• [WORK INSTRUCTION] For the material below, return exactly the lines starting at the line containing "target: <item>barberry shrub</item>" and ending at the line containing "target: <item>white rock</item>", both ends included, and no others.
◆ ◆ ◆ ◆ ◆
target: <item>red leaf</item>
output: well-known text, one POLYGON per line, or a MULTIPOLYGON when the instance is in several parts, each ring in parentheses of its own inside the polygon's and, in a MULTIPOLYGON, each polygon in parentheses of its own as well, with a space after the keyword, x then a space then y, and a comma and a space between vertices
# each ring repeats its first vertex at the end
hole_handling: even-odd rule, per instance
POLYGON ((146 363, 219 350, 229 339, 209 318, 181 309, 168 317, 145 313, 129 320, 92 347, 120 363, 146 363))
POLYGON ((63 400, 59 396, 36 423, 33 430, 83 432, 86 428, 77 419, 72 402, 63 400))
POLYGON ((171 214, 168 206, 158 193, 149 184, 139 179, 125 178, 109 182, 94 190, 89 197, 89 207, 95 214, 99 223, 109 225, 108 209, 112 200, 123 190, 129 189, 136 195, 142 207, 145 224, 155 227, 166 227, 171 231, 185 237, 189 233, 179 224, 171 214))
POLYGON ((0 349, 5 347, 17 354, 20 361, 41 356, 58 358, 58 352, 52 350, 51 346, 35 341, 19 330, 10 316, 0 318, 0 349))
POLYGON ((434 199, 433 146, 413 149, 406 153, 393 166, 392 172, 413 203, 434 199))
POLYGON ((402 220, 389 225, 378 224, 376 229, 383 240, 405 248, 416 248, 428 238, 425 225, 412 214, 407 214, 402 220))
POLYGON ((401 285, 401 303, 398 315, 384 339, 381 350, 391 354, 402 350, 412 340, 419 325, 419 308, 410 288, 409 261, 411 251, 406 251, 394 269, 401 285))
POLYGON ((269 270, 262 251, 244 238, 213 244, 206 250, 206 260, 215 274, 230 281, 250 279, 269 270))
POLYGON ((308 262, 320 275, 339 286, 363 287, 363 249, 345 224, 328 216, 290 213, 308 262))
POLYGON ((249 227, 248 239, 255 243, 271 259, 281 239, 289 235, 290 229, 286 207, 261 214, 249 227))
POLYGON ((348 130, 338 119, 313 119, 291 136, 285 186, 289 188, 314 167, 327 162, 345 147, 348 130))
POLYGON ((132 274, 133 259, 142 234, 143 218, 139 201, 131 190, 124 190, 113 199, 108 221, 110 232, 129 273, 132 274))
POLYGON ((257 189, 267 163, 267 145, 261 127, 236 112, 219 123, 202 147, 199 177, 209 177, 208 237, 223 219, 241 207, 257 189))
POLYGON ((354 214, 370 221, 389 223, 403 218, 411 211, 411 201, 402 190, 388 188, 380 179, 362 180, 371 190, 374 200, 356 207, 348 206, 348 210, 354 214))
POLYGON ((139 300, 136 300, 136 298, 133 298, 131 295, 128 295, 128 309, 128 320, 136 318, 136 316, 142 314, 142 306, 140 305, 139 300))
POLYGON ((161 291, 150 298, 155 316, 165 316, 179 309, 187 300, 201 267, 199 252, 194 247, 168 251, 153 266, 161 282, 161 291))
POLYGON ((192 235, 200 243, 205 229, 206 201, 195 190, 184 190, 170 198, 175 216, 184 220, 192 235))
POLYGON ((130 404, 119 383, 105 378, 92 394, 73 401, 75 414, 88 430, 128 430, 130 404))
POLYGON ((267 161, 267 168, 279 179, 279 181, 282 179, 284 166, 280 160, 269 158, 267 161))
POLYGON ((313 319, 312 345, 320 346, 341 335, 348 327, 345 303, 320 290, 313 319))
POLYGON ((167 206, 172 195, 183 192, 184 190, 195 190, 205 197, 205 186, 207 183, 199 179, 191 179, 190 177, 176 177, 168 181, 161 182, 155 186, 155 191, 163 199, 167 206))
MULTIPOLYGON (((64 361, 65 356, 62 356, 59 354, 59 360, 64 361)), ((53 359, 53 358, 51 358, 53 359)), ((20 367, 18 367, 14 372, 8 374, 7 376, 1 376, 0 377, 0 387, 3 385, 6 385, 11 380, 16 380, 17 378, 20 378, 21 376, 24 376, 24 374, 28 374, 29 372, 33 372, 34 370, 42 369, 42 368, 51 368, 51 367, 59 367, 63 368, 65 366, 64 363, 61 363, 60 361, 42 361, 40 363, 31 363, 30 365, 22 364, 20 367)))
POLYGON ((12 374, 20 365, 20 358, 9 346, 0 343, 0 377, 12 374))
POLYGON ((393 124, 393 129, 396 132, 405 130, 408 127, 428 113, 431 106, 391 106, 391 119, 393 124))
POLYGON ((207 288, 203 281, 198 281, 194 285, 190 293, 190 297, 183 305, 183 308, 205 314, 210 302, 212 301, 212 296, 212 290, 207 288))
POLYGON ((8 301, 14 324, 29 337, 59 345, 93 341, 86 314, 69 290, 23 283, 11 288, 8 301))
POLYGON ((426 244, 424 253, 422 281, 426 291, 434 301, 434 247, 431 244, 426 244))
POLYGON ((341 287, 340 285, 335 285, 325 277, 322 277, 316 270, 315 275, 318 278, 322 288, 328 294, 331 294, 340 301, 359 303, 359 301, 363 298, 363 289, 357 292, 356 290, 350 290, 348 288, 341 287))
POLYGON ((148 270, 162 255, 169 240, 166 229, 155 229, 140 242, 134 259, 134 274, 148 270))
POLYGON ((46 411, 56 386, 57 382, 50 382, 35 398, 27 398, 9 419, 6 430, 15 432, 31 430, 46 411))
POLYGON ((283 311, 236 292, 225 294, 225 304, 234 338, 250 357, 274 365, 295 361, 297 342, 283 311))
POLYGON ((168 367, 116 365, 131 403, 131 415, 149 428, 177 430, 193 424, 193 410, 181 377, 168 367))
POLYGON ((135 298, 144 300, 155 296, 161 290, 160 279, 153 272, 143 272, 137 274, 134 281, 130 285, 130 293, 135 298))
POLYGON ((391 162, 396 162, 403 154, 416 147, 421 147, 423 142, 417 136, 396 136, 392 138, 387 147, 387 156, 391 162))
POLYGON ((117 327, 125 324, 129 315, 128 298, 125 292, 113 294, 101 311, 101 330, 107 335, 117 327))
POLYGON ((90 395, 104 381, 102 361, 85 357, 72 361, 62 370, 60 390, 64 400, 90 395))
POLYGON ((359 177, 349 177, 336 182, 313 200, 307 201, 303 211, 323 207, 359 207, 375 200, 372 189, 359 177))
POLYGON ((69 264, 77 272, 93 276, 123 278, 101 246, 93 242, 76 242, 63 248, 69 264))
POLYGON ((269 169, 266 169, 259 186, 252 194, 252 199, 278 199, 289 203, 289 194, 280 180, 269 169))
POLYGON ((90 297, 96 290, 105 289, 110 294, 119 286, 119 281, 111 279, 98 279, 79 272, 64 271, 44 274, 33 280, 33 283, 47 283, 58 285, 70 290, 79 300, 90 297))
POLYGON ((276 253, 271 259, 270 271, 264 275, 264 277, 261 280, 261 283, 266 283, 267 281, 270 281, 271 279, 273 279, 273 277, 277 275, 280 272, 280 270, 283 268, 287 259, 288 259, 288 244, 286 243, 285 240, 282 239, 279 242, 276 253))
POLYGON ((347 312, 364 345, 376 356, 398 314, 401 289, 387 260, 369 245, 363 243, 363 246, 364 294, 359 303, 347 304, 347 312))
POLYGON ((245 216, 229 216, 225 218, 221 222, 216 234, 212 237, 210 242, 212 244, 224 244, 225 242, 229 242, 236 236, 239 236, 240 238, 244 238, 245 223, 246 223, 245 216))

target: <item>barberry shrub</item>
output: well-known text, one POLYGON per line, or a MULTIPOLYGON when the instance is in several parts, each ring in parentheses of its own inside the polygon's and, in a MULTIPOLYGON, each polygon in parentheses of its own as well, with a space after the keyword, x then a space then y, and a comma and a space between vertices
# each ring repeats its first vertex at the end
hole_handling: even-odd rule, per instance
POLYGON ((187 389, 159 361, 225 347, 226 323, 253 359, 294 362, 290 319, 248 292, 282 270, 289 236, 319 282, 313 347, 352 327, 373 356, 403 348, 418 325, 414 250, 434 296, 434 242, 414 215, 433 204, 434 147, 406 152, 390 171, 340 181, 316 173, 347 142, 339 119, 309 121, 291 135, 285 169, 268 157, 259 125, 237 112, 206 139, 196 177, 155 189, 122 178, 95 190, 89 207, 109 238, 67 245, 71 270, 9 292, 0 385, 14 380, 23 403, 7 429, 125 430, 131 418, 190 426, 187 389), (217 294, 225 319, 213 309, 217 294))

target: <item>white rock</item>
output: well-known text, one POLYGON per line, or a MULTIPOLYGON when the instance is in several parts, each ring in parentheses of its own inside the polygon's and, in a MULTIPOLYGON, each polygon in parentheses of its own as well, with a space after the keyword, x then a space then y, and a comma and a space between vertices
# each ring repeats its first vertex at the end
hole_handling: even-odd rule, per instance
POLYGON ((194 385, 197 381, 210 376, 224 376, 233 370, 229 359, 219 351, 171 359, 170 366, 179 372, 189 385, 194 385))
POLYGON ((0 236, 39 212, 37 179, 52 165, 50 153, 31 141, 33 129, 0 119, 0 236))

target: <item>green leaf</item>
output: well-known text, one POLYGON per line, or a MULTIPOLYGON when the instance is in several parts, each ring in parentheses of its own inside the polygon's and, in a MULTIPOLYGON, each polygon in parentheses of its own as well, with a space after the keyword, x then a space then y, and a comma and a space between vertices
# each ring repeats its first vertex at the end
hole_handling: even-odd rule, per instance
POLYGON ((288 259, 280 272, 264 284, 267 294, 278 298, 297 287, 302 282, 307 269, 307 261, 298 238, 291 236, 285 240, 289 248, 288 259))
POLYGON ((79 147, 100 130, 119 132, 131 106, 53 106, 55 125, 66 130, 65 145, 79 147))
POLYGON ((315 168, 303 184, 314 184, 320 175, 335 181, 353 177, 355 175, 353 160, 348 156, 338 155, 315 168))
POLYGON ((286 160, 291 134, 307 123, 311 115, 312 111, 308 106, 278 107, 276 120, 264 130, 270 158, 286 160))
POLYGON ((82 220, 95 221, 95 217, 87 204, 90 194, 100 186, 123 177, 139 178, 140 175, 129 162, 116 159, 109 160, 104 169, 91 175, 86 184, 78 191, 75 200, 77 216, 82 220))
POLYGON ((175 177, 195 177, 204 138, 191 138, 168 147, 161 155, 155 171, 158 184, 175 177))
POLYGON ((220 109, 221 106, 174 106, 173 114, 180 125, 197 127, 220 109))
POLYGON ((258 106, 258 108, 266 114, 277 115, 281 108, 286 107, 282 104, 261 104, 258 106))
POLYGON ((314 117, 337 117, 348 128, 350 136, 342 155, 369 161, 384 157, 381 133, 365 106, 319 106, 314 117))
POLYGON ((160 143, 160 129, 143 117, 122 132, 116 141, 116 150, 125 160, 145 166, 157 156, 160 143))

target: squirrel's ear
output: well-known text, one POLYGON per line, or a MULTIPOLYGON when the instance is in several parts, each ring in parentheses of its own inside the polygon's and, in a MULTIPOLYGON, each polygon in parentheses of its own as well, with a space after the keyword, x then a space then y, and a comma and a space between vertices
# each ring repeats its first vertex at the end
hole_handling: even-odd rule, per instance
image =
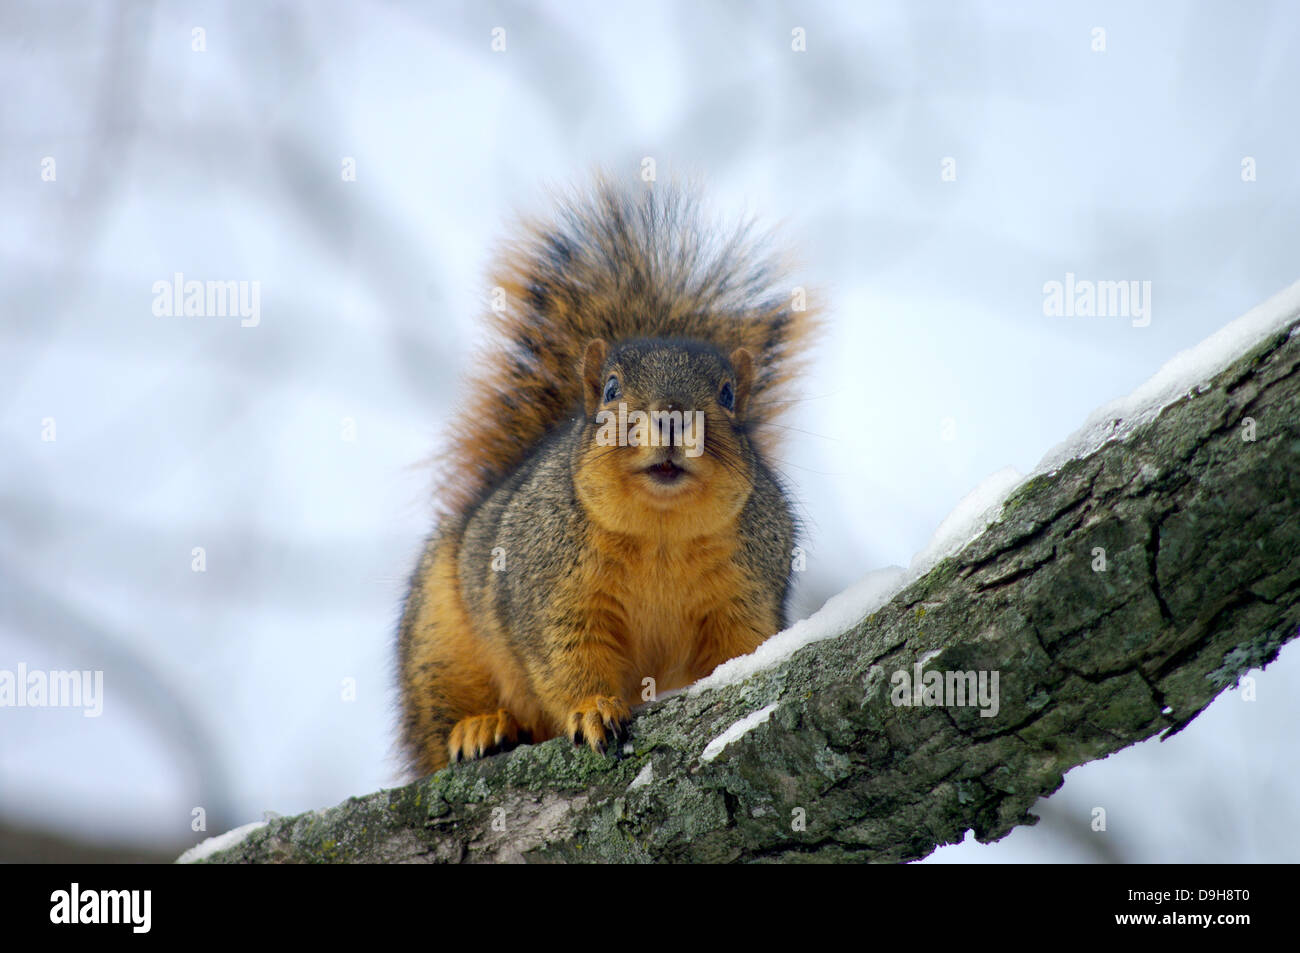
POLYGON ((731 368, 736 372, 736 407, 733 413, 741 417, 749 406, 749 392, 754 386, 754 358, 748 350, 738 347, 731 352, 731 368))
POLYGON ((605 358, 609 345, 600 338, 587 342, 587 353, 582 357, 582 403, 590 416, 600 406, 600 395, 605 389, 605 358))

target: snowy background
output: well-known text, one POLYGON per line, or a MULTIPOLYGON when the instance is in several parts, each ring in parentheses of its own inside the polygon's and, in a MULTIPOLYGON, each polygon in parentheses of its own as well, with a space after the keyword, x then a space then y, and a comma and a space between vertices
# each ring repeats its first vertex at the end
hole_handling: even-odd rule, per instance
MULTIPOLYGON (((1297 48, 1286 2, 7 0, 0 669, 106 699, 0 710, 0 859, 398 780, 424 461, 546 186, 649 156, 800 249, 803 615, 1300 278, 1297 48), (156 316, 177 272, 260 282, 260 323, 156 316), (1046 316, 1067 273, 1150 281, 1150 324, 1046 316)), ((1255 674, 931 859, 1300 860, 1300 649, 1255 674)))

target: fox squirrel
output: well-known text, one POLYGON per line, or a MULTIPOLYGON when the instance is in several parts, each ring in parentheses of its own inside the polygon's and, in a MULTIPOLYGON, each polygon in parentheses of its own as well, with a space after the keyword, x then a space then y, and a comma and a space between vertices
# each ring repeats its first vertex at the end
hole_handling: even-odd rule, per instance
POLYGON ((561 734, 603 752, 644 687, 784 628, 795 521, 767 425, 815 319, 751 231, 599 177, 500 256, 500 346, 400 626, 419 773, 561 734))

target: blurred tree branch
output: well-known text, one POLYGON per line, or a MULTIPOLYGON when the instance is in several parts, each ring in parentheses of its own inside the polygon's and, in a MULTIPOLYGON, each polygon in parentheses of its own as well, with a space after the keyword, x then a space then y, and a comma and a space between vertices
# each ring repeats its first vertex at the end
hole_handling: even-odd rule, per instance
POLYGON ((165 864, 183 845, 99 844, 66 833, 41 830, 0 818, 0 863, 6 864, 165 864))

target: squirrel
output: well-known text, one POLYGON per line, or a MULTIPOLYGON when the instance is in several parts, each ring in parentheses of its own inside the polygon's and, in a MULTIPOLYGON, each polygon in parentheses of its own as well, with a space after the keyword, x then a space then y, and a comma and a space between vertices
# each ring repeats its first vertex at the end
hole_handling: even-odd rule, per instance
POLYGON ((560 735, 603 753, 643 697, 785 627, 771 425, 817 320, 753 231, 601 175, 504 246, 399 627, 420 775, 560 735))

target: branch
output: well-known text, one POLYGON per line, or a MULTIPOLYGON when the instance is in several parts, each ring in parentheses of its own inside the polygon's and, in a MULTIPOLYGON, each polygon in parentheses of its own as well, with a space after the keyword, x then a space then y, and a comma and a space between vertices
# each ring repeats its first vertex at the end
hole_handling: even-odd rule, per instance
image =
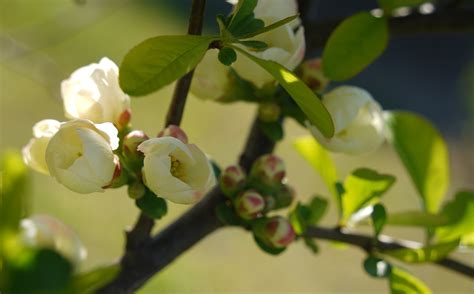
◆ ◆ ◆ ◆ ◆
• [THE COMPLETED TASK]
target: <item>barberry shrub</item>
output: well-known text, one POLYGON per line, or a MULTIPOLYGON when the instance is in several parts, each ring in parentheses of its own inside the polygon's and, in a MULTIPOLYGON, each polygon in parentheses of its own as well, with a space after the keyword, x then a space then y, and a comma and a space between vertices
# each ring repeats its first vertex at the end
hole_handling: even-odd rule, per instance
POLYGON ((187 389, 159 361, 225 347, 226 323, 253 359, 294 362, 290 319, 248 292, 282 270, 289 236, 319 282, 313 347, 352 327, 373 356, 403 348, 418 325, 414 250, 434 296, 434 242, 414 215, 433 204, 434 147, 406 152, 390 171, 340 181, 316 173, 347 142, 339 119, 309 121, 291 135, 285 169, 268 157, 259 125, 237 112, 206 139, 196 177, 155 189, 122 178, 95 190, 89 207, 109 238, 67 245, 71 270, 9 292, 0 385, 14 380, 23 403, 7 429, 125 430, 131 418, 190 426, 187 389), (217 294, 225 319, 213 309, 217 294))

target: <item>white rock</item>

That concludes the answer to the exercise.